### Do this
Please list every date or year mentioned in the text on student loan debt below.

The change in the payment terms has also created direct incentives for borrowers to halt payments on their student loan debts even if they have the means to pay. With debts at negative real interest rates (and the hope that it may be forgiven in the future) and the option to hold wealth in savings accounts or employ it in other more profitable uses, borrowers have little reason to pay off their debts.

The Biden administration’s actions to date have contributed to inflation and backwards incentives for borrowers. If this administration is to right the ship, they will need to speak clearly on the future of federal student loan debts. They should warn the borrowers that payments will resume on August 31, 2022, and that the zero interest period will not continue, but instead the original interest rate will prevail.

They should explicitly state that there will be no additional suspensions of payments. If the Biden administration proceeds down the path of confusion for the borrower and allows the taxpayer to bear the costs of this subsidy, there will only be one option for Congress.

Congress will have to declare that they will pass legislation to remove the authority of the federal government to lend money to students for college education. This action would not punish the citizen who may be expecting to get reduced borrowing costs, rather it would be the only logical step to clear up confusion about whether loans will be required to be paid in the future. Once the precedent is set that the government is willing to bail out borrowers, they will begin to expect similar actions in the future.

The federal government has a long history of unintended consequences and the student loan program is no exception. One of these consequences is the concept of moral hazard. Moral hazard occurs when an entity creates a safety net (such as insurance) but inadvertently and simultaneously reduces the cost of risky behavior.

When the government created the FDIC (Federal Deposit Insurance Corporation) in the wake of the Great Depression, it opened the door for banks to engage in riskier behavior, knowing that most of their deposits are insured by the federal government. 

Thomas Hoenig, vice chairman of the FDIC said in a speech in 2017:

The threat of failure serves to ensure that banks remain more sensitive to risk, and it inhibits the industry from trending toward excessive risks. Without the discipline provided by depositors and other creditors inclined to withdraw their funds when they suspect a bank of being unsafe, banks have an incentive to take on such exposures.

In the wake of the financial crisis of 2007–08 the government felt compelled to react by bailing out many financial institutions and companies. In response, the special inspector general for the US Treasury’s Troubled Asset Relief Program (TARP), Neil Barofsky, wrote in a quarterly report in 2009: “Absent meaningful regulatory reform, TARP runs the risk of merely reanimating markets that had collapsed under the weight of reckless behavior.”

Government intervention encourages moral hazard by excessively risky behavior from disconnecting financial penalties. Right now the Biden administration is considering whether to remove yet more of the economic cost of decisions made by the forty-three million individuals with student loans totaling $1.606 trillion dollars, averaging $37,000 per borrower. If all or a portion of these loans are forgiven, then the precedent will be set for this safety net to appear again for future student loan borrowers.

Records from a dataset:
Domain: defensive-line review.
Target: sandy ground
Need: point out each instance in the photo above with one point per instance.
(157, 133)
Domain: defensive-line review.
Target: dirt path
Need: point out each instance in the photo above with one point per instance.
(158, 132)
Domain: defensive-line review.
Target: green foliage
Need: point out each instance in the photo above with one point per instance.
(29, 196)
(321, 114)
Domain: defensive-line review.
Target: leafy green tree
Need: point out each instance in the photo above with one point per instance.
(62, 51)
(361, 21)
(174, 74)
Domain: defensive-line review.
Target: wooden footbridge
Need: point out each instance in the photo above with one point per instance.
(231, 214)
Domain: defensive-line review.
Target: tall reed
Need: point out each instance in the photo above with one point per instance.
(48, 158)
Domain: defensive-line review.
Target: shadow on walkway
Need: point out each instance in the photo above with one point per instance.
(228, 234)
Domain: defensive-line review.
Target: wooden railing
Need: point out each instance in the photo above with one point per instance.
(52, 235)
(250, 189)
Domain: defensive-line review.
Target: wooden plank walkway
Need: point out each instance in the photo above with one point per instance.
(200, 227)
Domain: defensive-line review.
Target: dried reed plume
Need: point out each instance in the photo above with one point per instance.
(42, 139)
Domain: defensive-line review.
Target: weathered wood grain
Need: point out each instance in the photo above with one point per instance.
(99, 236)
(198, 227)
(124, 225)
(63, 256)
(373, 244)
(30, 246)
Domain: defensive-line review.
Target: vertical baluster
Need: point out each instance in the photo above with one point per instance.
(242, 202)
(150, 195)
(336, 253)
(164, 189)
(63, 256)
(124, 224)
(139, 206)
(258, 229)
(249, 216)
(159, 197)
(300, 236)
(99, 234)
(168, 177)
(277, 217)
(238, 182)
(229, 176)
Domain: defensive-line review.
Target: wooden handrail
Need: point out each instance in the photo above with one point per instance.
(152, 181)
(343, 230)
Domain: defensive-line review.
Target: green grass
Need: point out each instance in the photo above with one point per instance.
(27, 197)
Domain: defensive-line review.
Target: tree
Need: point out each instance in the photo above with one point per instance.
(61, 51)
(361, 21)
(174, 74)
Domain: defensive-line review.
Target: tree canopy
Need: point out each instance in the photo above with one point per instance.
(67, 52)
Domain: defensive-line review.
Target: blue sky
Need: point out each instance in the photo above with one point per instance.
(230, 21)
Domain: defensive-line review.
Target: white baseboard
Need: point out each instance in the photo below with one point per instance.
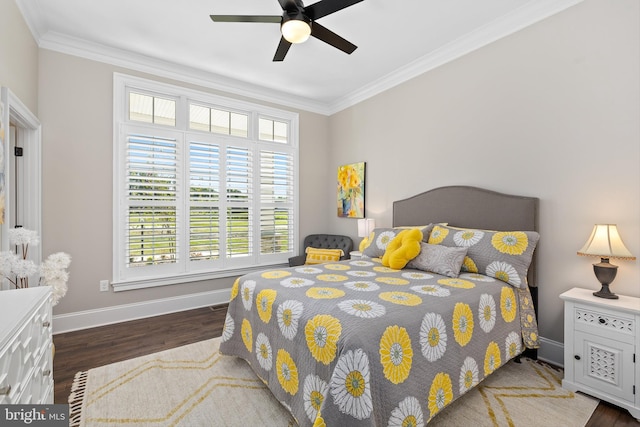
(106, 316)
(551, 351)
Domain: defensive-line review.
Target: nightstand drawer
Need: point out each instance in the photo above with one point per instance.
(601, 347)
(599, 362)
(603, 322)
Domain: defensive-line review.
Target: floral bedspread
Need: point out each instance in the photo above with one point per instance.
(355, 343)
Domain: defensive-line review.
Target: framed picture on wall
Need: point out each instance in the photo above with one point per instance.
(351, 190)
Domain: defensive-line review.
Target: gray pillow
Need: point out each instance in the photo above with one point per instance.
(439, 259)
(504, 255)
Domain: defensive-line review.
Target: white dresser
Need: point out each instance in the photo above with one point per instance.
(26, 361)
(602, 346)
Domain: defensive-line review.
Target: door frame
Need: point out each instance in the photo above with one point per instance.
(29, 134)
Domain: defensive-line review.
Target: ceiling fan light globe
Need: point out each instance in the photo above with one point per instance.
(295, 31)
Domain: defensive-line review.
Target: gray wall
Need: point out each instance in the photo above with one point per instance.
(552, 111)
(18, 55)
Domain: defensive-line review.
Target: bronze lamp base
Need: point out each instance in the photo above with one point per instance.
(605, 272)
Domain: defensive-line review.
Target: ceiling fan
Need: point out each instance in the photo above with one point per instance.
(298, 22)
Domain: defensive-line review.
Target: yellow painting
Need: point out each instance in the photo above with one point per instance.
(351, 190)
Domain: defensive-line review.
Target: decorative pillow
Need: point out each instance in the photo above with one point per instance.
(319, 256)
(402, 249)
(505, 255)
(439, 259)
(375, 245)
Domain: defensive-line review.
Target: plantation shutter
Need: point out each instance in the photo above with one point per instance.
(205, 186)
(276, 202)
(151, 199)
(239, 197)
(204, 201)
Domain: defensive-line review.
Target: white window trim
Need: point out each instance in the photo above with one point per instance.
(121, 84)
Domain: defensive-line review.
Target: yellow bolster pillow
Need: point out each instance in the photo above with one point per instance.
(402, 249)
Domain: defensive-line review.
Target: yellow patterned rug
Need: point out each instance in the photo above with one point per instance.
(196, 386)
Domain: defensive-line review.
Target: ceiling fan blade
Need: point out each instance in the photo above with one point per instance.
(288, 4)
(328, 36)
(246, 18)
(282, 50)
(326, 7)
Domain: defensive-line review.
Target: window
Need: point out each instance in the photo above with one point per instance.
(204, 186)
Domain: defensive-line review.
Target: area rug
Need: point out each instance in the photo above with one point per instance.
(195, 385)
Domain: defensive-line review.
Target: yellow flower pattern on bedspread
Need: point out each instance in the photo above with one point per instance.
(355, 343)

### Answer to the exercise
August 31, 2022; 2017; 2007–08; 2009